• Extrait de page:
****

B. Action publique et facteur racial : du blanchiment à l'intégration par le travaillisme

Jusqu'aux années 1930, des politiques implicitement raciales sont mises en oeuvre. Puis le gouvernement de Getulio Vargas fait sienne l'idéologie de la démocratie raciale, compatible avec le discours du travaillisme, qui prône l'intégration des masses populaires. L'enjeu de cette partie est de voir comment s'articulent l'évolution des représentations des relations raciales et les politiques publiques mises en place à cette période.

****

• Données enregistrées:
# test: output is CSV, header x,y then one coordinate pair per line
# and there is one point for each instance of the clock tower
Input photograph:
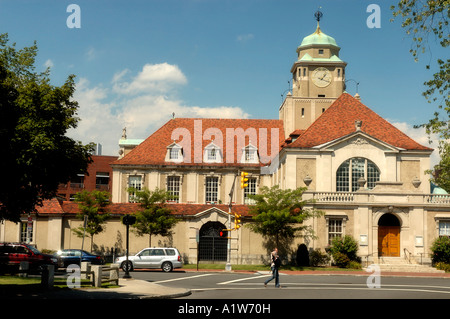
x,y
318,79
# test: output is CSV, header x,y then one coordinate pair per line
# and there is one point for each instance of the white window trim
x,y
172,146
342,217
208,148
180,191
142,176
251,149
218,188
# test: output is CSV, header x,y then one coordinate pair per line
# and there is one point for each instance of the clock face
x,y
321,77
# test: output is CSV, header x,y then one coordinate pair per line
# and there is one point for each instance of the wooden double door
x,y
389,241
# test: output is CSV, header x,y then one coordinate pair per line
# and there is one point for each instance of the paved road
x,y
222,285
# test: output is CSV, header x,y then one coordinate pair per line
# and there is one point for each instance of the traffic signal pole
x,y
237,220
228,264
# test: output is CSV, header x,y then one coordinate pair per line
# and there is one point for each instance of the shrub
x,y
341,260
443,266
344,250
317,258
441,250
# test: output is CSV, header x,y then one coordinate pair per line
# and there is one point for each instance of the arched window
x,y
353,169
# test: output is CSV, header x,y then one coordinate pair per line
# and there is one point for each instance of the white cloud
x,y
243,38
141,105
420,136
153,77
49,63
91,54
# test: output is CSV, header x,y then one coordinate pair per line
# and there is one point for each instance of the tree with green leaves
x,y
422,19
156,217
93,205
279,214
34,118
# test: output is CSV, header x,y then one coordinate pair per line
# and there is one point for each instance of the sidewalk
x,y
141,289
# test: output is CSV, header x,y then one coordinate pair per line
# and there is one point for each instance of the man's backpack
x,y
277,262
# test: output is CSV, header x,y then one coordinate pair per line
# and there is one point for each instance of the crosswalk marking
x,y
183,278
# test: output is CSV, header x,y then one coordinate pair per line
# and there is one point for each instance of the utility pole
x,y
228,265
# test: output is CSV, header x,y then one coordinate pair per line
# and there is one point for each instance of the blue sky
x,y
137,62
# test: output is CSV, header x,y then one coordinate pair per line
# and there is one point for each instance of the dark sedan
x,y
73,256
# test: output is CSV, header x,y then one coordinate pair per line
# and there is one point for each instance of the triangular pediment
x,y
357,139
210,211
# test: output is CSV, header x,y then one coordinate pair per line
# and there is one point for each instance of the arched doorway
x,y
213,242
389,236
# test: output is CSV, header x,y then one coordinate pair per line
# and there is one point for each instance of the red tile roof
x,y
54,207
339,120
153,150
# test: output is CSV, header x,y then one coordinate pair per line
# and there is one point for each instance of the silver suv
x,y
157,257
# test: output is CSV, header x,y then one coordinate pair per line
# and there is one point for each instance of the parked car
x,y
157,257
11,254
67,257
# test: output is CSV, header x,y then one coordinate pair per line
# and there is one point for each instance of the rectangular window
x,y
26,232
173,187
250,190
173,154
444,228
77,182
249,155
212,189
358,165
334,229
342,177
212,154
102,180
136,183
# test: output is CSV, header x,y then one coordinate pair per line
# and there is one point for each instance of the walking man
x,y
275,264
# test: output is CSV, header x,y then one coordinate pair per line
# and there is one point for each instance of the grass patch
x,y
15,285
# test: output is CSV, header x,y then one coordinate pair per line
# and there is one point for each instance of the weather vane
x,y
318,14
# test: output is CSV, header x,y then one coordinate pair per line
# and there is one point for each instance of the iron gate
x,y
213,246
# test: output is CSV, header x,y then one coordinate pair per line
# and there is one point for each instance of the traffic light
x,y
237,221
244,180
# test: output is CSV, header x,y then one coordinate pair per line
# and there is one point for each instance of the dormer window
x,y
212,154
249,154
174,153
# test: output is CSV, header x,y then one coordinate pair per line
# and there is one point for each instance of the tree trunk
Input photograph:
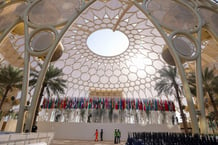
x,y
181,110
214,106
38,104
4,97
213,103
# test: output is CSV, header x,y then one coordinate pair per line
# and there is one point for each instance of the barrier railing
x,y
43,138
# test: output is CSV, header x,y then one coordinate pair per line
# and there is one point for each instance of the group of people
x,y
117,135
96,135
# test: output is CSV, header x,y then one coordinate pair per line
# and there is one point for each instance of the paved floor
x,y
79,142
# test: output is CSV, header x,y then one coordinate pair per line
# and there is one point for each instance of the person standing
x,y
96,135
115,136
118,136
101,134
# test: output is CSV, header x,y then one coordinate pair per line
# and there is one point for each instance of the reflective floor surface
x,y
81,142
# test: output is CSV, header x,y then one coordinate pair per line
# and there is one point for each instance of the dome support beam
x,y
35,97
187,92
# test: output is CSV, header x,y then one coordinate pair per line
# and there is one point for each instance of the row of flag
x,y
109,103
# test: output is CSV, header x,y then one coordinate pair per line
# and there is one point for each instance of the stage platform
x,y
86,131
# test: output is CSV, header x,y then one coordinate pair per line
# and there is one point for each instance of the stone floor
x,y
81,142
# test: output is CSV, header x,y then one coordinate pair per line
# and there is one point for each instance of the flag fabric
x,y
108,103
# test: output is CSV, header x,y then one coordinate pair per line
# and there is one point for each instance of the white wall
x,y
86,131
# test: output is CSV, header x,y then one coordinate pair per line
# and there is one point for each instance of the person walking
x,y
115,136
101,134
96,135
118,136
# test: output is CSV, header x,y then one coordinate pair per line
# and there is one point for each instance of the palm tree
x,y
10,78
52,83
210,85
167,83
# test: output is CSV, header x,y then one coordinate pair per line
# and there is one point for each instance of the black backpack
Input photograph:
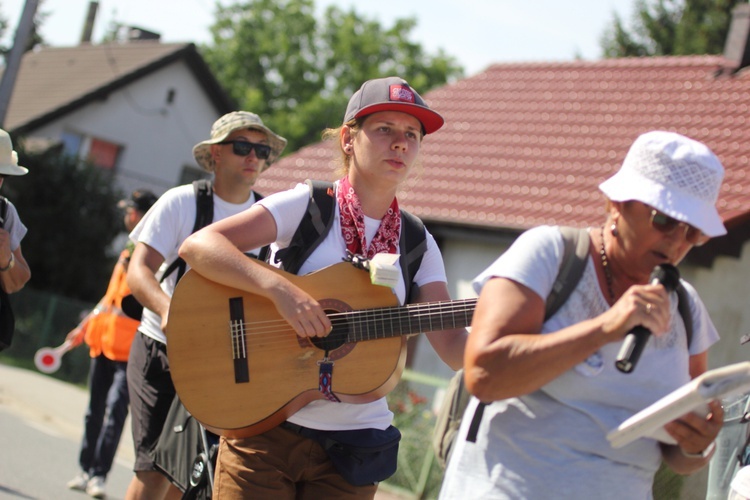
x,y
204,215
575,253
318,220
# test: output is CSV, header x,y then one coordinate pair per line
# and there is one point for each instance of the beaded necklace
x,y
607,270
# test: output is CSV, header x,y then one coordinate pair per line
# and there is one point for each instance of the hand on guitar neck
x,y
240,369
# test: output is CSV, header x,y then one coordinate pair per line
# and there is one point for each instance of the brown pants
x,y
280,464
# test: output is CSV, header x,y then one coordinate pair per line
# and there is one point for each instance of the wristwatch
x,y
704,454
11,263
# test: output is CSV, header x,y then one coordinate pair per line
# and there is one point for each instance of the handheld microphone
x,y
632,347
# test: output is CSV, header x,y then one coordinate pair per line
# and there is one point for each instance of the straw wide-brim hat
x,y
9,158
674,174
392,94
237,120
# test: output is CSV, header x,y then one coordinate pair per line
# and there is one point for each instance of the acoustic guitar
x,y
240,369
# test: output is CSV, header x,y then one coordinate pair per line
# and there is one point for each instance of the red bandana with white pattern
x,y
353,224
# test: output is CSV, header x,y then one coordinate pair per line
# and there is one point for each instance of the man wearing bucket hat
x,y
14,270
239,149
109,332
379,143
553,387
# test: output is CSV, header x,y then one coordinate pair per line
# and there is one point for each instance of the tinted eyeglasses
x,y
667,225
243,148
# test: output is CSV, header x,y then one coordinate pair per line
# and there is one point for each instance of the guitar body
x,y
282,369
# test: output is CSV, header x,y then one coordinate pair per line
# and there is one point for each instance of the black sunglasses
x,y
243,148
667,225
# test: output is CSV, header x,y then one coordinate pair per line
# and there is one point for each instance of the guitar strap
x,y
575,254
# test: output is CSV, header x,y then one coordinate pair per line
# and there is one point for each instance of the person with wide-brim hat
x,y
378,144
14,270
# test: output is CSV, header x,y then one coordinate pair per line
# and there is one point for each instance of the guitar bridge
x,y
239,340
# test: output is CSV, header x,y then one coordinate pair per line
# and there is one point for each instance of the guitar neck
x,y
379,323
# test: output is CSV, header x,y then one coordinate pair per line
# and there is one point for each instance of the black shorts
x,y
151,394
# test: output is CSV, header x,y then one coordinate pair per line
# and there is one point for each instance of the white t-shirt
x,y
164,227
552,443
287,209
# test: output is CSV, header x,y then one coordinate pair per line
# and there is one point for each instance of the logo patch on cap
x,y
401,93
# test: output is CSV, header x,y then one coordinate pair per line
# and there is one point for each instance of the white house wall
x,y
724,288
157,137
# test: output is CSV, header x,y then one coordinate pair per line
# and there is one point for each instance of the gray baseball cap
x,y
392,94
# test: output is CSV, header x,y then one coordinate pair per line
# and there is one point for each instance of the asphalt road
x,y
41,423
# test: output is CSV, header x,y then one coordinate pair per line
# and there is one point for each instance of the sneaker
x,y
95,487
79,482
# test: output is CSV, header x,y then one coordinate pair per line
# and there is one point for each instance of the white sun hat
x,y
227,124
674,174
8,157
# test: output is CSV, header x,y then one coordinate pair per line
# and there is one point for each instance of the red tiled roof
x,y
528,144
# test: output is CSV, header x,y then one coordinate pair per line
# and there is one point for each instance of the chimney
x,y
135,34
88,26
737,46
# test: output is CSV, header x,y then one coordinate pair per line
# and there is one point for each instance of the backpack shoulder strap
x,y
204,215
413,244
312,229
683,306
575,253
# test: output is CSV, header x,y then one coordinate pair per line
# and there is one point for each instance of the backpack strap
x,y
312,229
3,210
318,220
576,250
413,243
204,215
683,306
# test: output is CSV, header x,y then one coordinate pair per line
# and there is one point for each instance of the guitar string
x,y
413,313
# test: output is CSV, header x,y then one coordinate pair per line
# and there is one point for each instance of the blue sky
x,y
476,32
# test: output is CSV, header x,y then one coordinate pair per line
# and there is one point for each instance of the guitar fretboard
x,y
379,323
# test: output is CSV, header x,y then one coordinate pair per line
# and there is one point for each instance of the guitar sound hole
x,y
333,340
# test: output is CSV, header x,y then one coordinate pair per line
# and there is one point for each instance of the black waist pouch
x,y
361,456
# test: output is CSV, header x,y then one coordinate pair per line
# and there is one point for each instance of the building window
x,y
190,174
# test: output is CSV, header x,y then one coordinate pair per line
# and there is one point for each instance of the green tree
x,y
277,59
72,217
670,27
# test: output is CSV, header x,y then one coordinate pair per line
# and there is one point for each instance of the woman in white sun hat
x,y
14,270
552,387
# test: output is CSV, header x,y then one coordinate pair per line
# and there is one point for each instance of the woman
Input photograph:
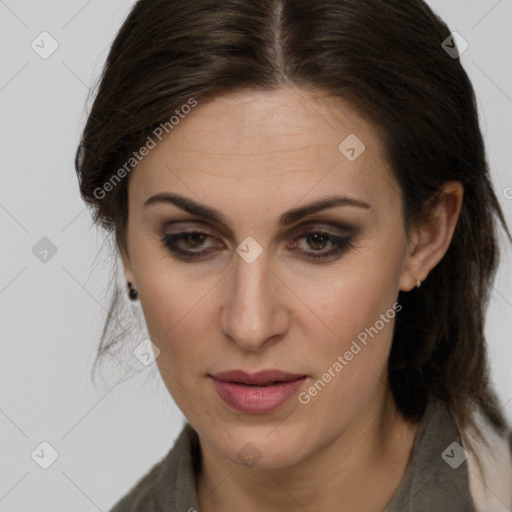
x,y
301,201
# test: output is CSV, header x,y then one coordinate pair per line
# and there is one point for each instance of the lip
x,y
252,394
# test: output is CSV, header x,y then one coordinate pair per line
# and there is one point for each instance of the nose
x,y
255,309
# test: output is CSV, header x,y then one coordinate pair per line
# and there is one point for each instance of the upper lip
x,y
261,377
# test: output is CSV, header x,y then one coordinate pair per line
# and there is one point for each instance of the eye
x,y
317,240
310,245
191,240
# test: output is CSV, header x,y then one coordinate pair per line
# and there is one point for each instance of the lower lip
x,y
257,399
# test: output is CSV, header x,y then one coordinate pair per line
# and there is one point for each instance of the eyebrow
x,y
288,217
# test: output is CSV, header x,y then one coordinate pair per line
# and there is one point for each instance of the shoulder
x,y
490,481
143,495
168,483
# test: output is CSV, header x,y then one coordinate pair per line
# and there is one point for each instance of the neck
x,y
360,470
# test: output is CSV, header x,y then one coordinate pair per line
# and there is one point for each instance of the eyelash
x,y
341,244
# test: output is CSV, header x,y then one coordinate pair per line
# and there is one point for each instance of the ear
x,y
429,241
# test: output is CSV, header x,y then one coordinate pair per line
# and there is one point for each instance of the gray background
x,y
109,435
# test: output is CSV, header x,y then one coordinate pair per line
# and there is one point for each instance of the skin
x,y
254,155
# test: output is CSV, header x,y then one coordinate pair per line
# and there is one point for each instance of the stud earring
x,y
132,292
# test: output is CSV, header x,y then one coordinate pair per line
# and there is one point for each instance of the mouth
x,y
262,378
260,393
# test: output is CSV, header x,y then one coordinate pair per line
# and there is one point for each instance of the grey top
x,y
430,484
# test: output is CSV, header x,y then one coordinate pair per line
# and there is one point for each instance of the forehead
x,y
255,144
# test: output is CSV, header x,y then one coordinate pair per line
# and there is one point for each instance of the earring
x,y
132,292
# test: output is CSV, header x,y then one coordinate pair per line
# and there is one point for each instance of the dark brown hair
x,y
386,58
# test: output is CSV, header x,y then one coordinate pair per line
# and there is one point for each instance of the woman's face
x,y
262,287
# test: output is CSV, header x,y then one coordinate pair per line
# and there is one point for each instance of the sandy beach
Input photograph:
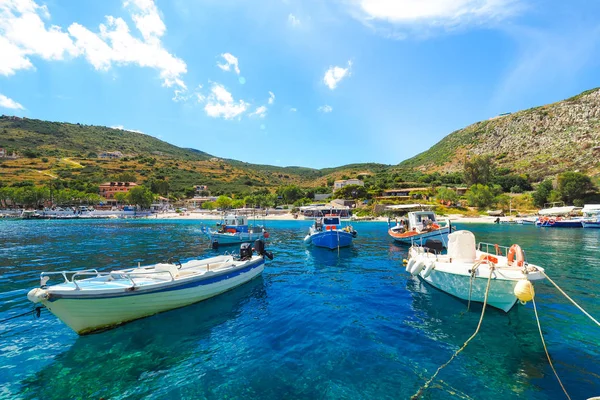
x,y
290,217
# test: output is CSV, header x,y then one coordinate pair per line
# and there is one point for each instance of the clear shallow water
x,y
315,325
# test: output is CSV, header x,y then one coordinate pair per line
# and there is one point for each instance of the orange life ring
x,y
487,257
515,251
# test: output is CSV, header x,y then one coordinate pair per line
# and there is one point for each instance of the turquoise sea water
x,y
316,325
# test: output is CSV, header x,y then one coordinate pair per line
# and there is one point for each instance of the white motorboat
x,y
418,226
465,269
89,300
234,229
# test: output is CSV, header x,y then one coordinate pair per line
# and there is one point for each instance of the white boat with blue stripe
x,y
327,232
89,301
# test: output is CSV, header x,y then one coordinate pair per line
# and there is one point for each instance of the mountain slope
x,y
541,141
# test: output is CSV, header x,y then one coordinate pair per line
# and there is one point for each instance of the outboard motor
x,y
245,251
434,246
259,247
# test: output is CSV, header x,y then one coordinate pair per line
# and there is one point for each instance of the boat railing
x,y
65,273
498,250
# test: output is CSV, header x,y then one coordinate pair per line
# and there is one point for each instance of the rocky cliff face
x,y
541,141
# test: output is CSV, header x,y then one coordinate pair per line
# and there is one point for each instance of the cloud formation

****

• Consigne donnée 1: Dans l'extrait sur l'action publique et le facteur racial, quelle idéologie le gouvernement de Getulio Vargas fait-il sienne ?
• Consigne donnée 2: Recopiez mot pour mot le passage de l'extrait sur l'action publique et le facteur racial qui s'ouvre sur les mots contenant « B. Action publique » et se ferme sur « à cette période. ».
• Consigne donnée 3: Condensez le paragraphe de l'extrait sur l'action publique et le facteur racial qui commence par « Jusqu'aux années 1930 », sans perdre ses faits principaux.

• Réponse rédigée 1: L'idéologie de la démocratie raciale.

• Réponse rédigée 2:
B. Action publique et facteur racial : du blanchiment à l'intégration par le travaillisme

Jusqu'aux années 1930, des politiques implicitement raciales sont mises en oeuvre. Puis le gouvernement de Getulio Vargas fait sienne l'idéologie de la démocratie raciale, compatible avec le discours du travaillisme, qui prône l'intégration des masses populaires. L'enjeu de cette partie est de voir comment s'articulent l'évolution des représentations des relations raciales et les politiques publiques mises en place à cette période.

• Réponse rédigée 3: Jusqu'aux années 1930, des politiques implicitement raciales sont appliquées. Le gouvernement de Getulio Vargas adopte ensuite l'idéologie de la démocratie raciale. Cette idéologie est compatible avec le discours travailliste d'intégration des masses populaires. Cette partie examine comment l'évolution des représentations des relations raciales s'articule avec les politiques publiques de la période.